== SOURCE DOCUMENT
But my comments are assuming, say, a 12-person meeting that has to happen. For
reviews/approvals of a project with 10 stakeholders, it simply has to happen.
And I never said anyone wasn't engaged -- participants usually are.

And 4 people having an opinion is the norm, absolutely _not_ too many cooks.
Just think -- a small feature idea is presented for approval in order to start
work, a designer sees a potential problem, the user researcher realizes a use
case was left out, the engineer is worried about feature creep, and marketing
doesn't know if it'll be easy to explain. All of these have to be addressed.

So I'm highlighting that even when everything about the meeting is necessary
and otherwise awesome and productive, the limitations of remote participation
can add substantial difficulties to running it effectively. And that in this
sense remote meetings are in no way "solved" yet.

------
roosterdawn
> What globalization did to manufacturing jobs, remote work will do to many
> service jobs.

This is bait. It's taken as a given rather than a hypothesis to be proven,
which invalidates most of this post for me.
====
== EXTRACTED ENTRIES
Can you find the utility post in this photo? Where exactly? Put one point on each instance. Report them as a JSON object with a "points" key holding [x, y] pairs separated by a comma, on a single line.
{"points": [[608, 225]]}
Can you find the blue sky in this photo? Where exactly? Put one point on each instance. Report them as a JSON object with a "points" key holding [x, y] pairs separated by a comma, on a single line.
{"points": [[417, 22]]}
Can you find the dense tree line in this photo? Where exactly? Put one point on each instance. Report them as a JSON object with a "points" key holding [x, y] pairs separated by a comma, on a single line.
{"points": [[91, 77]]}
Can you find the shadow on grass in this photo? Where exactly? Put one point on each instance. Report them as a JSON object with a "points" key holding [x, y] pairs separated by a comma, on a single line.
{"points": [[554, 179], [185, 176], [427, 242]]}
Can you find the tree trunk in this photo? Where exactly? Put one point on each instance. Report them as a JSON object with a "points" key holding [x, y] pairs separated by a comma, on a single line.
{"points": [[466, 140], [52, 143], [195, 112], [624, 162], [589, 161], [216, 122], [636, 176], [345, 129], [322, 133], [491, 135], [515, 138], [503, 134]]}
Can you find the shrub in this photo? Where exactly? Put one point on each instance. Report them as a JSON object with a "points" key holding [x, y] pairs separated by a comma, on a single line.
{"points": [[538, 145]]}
====
REQUESTS ▸
• A. Rescale the collected data entries, starting at the line with "Can you find the shrub" and ending with the final line of the listing, and give both lines again with the request included. Multiply every point coordinate in the answer by 0.85 and round each result to a whole number, with halves rounded up.
• B. Take the forum discussion about remote meetings further, picking up after its last sentence.

REPLIES ▸
• A.
Can you find the shrub in this photo? Where exactly? Put one point on each instance. Report them as a JSON object with a "points" key holding [x, y] pairs separated by a comma, on a single line.
{"points": [[457, 123]]}

• B.
Issues with the analogy:

\- Offshoring existed before remote work was popularized. For the many of
"your jobs" up to be "taken" that shift has already occurred.

\- Outsourcing is not a magic bullet. Timezone gaps, communication style,
expert knowledge, and legal compliance are all issues that previous
outsourcers to call centers have already discovered.

\- Significant gaps remain between "tier-1" and "tier-2" support. Effective
deployment of offshoring requires using the two to complement one another, not
trying to use the latter to replace the former.

No matter what it is that your company is selling, tricky situations will come
up that needed to be escalated to an experienced customer success team,
whether that's the founder or a dedicated team. Being able to recruit globally
doesn't magically make building that team any easier.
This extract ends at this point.